## SET EXERCISE
Rewrite the items below as a numbered list, leaving out any blank lines.
----
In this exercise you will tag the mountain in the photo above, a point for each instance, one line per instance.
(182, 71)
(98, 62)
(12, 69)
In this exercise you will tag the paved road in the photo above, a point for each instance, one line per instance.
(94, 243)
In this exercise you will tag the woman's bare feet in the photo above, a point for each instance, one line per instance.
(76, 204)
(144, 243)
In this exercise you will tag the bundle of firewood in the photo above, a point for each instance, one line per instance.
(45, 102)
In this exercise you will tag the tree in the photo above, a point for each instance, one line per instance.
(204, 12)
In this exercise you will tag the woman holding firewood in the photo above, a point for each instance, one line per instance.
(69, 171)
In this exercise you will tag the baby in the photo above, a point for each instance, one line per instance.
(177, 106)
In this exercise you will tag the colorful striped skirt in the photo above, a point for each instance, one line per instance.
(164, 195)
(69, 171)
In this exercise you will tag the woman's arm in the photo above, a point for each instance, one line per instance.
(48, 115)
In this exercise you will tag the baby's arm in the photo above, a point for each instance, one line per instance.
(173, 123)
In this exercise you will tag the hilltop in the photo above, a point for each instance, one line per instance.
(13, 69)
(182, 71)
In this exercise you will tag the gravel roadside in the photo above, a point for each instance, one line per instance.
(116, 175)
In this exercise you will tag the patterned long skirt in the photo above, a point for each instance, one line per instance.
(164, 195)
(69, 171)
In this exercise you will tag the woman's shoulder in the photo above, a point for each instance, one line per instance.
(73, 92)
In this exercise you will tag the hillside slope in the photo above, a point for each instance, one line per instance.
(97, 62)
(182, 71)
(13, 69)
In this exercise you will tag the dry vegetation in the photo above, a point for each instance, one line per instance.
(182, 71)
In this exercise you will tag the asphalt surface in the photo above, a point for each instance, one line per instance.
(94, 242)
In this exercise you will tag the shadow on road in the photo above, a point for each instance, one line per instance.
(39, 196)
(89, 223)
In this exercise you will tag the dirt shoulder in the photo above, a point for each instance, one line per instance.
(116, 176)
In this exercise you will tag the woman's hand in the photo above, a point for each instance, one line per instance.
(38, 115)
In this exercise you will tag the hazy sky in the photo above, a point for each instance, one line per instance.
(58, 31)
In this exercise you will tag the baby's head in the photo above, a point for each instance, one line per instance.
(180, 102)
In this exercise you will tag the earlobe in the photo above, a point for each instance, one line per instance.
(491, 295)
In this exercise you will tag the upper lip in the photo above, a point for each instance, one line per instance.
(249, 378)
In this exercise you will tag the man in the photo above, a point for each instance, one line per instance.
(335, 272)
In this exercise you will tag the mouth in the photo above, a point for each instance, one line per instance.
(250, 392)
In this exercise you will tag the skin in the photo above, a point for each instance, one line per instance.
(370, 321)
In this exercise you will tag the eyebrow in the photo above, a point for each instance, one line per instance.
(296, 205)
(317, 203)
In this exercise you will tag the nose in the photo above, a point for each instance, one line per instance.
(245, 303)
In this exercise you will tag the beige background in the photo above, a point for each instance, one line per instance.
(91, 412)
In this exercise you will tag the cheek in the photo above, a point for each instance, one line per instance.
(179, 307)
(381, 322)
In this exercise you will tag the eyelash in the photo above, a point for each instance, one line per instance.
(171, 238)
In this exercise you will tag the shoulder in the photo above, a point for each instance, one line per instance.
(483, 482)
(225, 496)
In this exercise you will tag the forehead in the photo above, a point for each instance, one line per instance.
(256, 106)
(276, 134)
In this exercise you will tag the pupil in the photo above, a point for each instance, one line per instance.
----
## THE RESULT
1. In this exercise you will tag the mountain in the photo above, a point for each instance, one line per instance.
2. (182, 71)
3. (98, 62)
4. (12, 69)
5. In this exercise you will tag the paved road in the photo above, a point for each instance, one line per instance.
6. (94, 243)
7. In this exercise you will tag the woman's bare feet in the photo above, a point for each instance, one line per instance.
8. (76, 204)
9. (144, 243)
10. In this exercise you will tag the bundle of firewood in the photo above, a point for each instance, one line per instance.
11. (45, 102)
12. In this exercise you will tag the tree in the photo above, a point for each instance, one line per instance.
13. (204, 12)
14. In this exercise you will tag the woman holding firewood in the photo above, a point for each instance, one line per instance.
15. (69, 171)
16. In this exercise you will tag the baby in the photo above, a point for each instance, one line per instance.
17. (177, 106)
18. In this exercise you will tag the colorful striped skirt in the photo above, a point for each instance, one line per instance.
19. (164, 195)
20. (69, 171)
21. In this exercise you will tag the woman's arm in the photo above, a point for each instance, one line per instance.
22. (48, 115)
23. In this exercise you will tag the baby's arm in the photo above, a point for each instance, one line per instance.
24. (173, 123)
25. In this exercise you will tag the hilltop in the photo above, a point for each instance, one line per instance.
26. (13, 69)
27. (182, 71)
28. In this exercise you will tag the gravel roadside in the photo above, a point for each instance, one line per instance.
29. (116, 175)
30. In this exercise you will tag the patterned long skirt in the photo above, a point for each instance, one line per instance.
31. (164, 195)
32. (69, 171)
33. In this exercise you will tag the woman's shoulder in the photo above, a point for each instance, one line per instance.
34. (73, 92)
35. In this exercise you will tag the hillside slope in the photo above, a point for each instance, one line per instance.
36. (97, 62)
37. (182, 71)
38. (13, 69)
39. In this exercise you will tag the dry vegetation in the photo above, a point for each instance, one line per instance.
40. (182, 71)
41. In this exercise you will tag the asphalt surface in the photo above, a point for each instance, one line per instance.
42. (94, 242)
43. In this exercise you will tag the shadow on road in the photo above, a point for each instance, one line per instance.
44. (39, 196)
45. (89, 223)
46. In this exercise you will tag the dirt shoulder in the photo above, a point for each instance, one line per instance.
47. (116, 176)
48. In this exercise you will tag the woman's hand in the photo above, a point for each instance, one line per instance.
49. (38, 115)
50. In this exercise you will tag the hazy sky in the photo above, a point for each instance, one line per instance.
51. (58, 31)
52. In this exercise you will tag the baby's head in the photo above, a point for each instance, one line per instance.
53. (180, 102)
54. In this exercise you will tag the earlobe in the photo above, a point for each instance, one line per instance.
55. (491, 295)
56. In this exercise you will tag the upper lip in the photo above, a point for each instance, one line per instance.
57. (249, 378)
58. In this exercise you will tag the man in the photo above, a point for each instance, one line per instance.
59. (335, 272)
60. In this exercise you will tag the mouth in the photo above, a point for each instance, one line per instance.
61. (250, 392)
62. In this exercise you will tag the skin in the photo above, a point for each instance, one line per instance.
63. (370, 321)
64. In this exercise you will tag the eyebrow in the photo above, a point for each instance, one line per instance.
65. (296, 205)
66. (317, 203)
67. In this exercise you will tag the nose in the photo above, a point for each instance, one line per instance.
68. (245, 303)
69. In this exercise you will tag the beige background in the photo above, a point for each instance, one line per instance.
70. (91, 412)
71. In this exercise you will tag the cheek in the photo above, a point for each instance, one line per instance.
72. (179, 307)
73. (381, 322)
74. In this exercise you will tag the eyelash in the photo above, a point for each instance, one line per instance.
75. (171, 238)
76. In this exercise you will tag the shoulder in the photo above, a point for each instance, one line per instance.
77. (483, 482)
78. (225, 496)
79. In this exercise you will tag the forehead in the photo above, a point for each instance, one line per instance.
80. (256, 106)
81. (276, 134)
82. In this exercise you will tag the pupil in the photo above, a point for each instance, one line per instance.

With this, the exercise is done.